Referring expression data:
[Start of section]

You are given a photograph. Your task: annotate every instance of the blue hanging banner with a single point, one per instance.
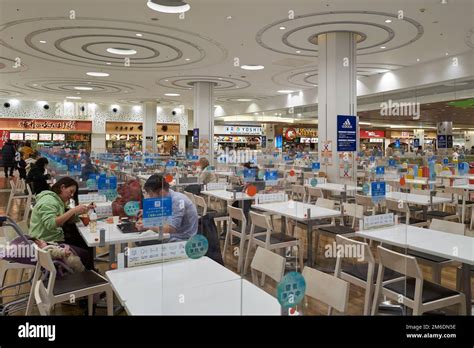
(346, 133)
(157, 211)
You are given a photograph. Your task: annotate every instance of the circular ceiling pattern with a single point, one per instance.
(307, 77)
(298, 38)
(186, 82)
(8, 65)
(84, 42)
(75, 86)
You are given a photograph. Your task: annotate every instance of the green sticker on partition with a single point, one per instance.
(196, 247)
(291, 289)
(131, 208)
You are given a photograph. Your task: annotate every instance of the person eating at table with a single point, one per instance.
(184, 221)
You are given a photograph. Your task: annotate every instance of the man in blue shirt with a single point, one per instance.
(184, 221)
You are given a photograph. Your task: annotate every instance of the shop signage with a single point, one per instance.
(238, 130)
(346, 133)
(372, 134)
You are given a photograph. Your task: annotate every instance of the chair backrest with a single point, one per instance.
(268, 263)
(325, 203)
(327, 288)
(201, 202)
(401, 263)
(298, 193)
(448, 226)
(190, 196)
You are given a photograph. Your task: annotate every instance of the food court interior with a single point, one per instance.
(238, 157)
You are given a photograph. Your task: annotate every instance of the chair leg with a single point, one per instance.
(90, 305)
(110, 302)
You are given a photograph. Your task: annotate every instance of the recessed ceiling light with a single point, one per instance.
(252, 67)
(121, 51)
(98, 74)
(167, 6)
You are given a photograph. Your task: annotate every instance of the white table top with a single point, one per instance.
(416, 198)
(297, 210)
(229, 196)
(433, 242)
(336, 187)
(203, 286)
(113, 235)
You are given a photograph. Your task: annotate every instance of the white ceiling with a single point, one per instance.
(211, 42)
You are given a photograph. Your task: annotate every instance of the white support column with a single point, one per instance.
(337, 92)
(149, 127)
(204, 118)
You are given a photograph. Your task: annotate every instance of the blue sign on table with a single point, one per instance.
(378, 191)
(346, 133)
(157, 211)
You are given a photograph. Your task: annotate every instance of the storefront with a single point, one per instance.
(49, 133)
(238, 137)
(372, 139)
(123, 136)
(167, 135)
(301, 138)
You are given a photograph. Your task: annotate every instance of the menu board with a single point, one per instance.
(59, 137)
(31, 136)
(16, 136)
(45, 137)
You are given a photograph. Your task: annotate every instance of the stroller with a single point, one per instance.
(19, 253)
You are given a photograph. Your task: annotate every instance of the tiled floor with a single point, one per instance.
(311, 307)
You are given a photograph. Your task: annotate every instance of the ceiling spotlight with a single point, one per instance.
(121, 51)
(97, 74)
(168, 6)
(252, 67)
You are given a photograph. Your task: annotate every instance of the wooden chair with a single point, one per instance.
(57, 290)
(270, 240)
(267, 263)
(328, 289)
(435, 262)
(403, 211)
(412, 291)
(240, 230)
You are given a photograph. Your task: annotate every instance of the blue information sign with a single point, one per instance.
(157, 211)
(346, 133)
(378, 191)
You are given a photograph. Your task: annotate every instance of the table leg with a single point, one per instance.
(466, 279)
(309, 247)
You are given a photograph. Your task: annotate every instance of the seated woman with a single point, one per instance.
(52, 221)
(37, 176)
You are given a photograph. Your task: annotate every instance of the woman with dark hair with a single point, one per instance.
(53, 221)
(37, 176)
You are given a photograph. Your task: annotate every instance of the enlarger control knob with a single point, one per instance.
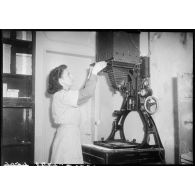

[End of section]

EXERCISE INSTRUCTIONS =>
Reproduce the data above without a single change, please, but without its pictures.

THE COMPLETED TASK =>
You are given a photograph. Your task: annotate every instance of the blue hanging banner with a single point, one per instance.
(346, 133)
(157, 211)
You are given a photograph. Your task: annotate every instance of the circular ceiling pattern with a single point, one per instance.
(307, 77)
(298, 38)
(186, 82)
(8, 65)
(84, 42)
(75, 86)
You are given a photograph. Your task: annotate every instance of the green sticker on partition with a single point, one per instance.
(196, 247)
(291, 289)
(131, 208)
You are given a photograph. Your task: annotate every instance of the person eating at table with a single point, one per instance.
(184, 221)
You are given a photograph. Your task: annotate every instance of the man in blue shirt with a single point, one per instance.
(184, 221)
You are given a photograph. Your task: annotate every instance of the shop signage with a single point, one per instance.
(238, 130)
(346, 133)
(372, 134)
You are given a photograph. Your task: annotate every instance of the chair backrest with a single point, one per instance.
(268, 263)
(325, 203)
(327, 288)
(201, 202)
(401, 263)
(298, 193)
(448, 226)
(190, 196)
You are given a photograph. Your task: annotate every instance of the food court interior with a single point, one per instance.
(238, 157)
You are given a photograph. Your task: annotate every instance of the chair leg with a single point, one per instance.
(90, 305)
(110, 302)
You are given a photograph. Your task: annotate every instance of the recessed ceiling light with a single point, one per instance.
(252, 67)
(121, 51)
(98, 74)
(167, 6)
You are given a photograph. Your task: annotate every instance of the white table top with a single point, one per instance.
(416, 198)
(297, 210)
(229, 196)
(433, 242)
(336, 187)
(203, 286)
(113, 235)
You are given a photograph. Your task: annotate every instance of the white ceiling with a single point, one per instance.
(211, 42)
You are given a photograph. Your task: annotate every instance of the white support column with a single point, one per instance.
(337, 92)
(149, 127)
(204, 118)
You are given a photograph. Your task: annotate every instance of the blue sign on table with a single point, one per instance.
(378, 191)
(346, 133)
(157, 211)
You are given a photograph. Your task: annotate every instance of the storefront with a single point, one per instance.
(49, 133)
(238, 137)
(372, 139)
(123, 136)
(167, 135)
(301, 138)
You are given a photograph. Your task: annotate every instance of the menu board with a single point, one per instance.
(59, 137)
(31, 136)
(16, 136)
(45, 137)
You are given a photograph. Your task: annotate every instance of the stroller with a single point, one per instance.
(19, 253)
You are given a photograph. Your task: annotate every instance of the tiled floor with a single point, one per instance.
(311, 307)
You are given a photograph. Your task: annotate every instance of the ceiling spotlight with a single point, one per instance.
(121, 51)
(97, 74)
(168, 6)
(252, 67)
You are given a photograph. Your task: annotate every instance of the wooden chair with a single point, one per instance.
(57, 290)
(270, 240)
(267, 263)
(328, 289)
(435, 262)
(403, 211)
(412, 291)
(240, 230)
You are given a photograph. Your task: annotate every instance of the blue information sign with a single point, one per instance.
(157, 211)
(346, 133)
(378, 191)
You are given a photograph. Your task: annotate every instance of the table leg with a single point, one per instance.
(466, 279)
(309, 247)
You are given a photograph. Your task: annotate every instance of the seated woman with a single point, one per instance.
(52, 221)
(37, 176)
You are given a photograph. Your task: annotate every instance of the woman with dark hair with a single point, one per instance.
(53, 221)
(37, 176)
You are given a photograph. Your task: annotate every instance of the enlarger control knob with a single point, one per instance.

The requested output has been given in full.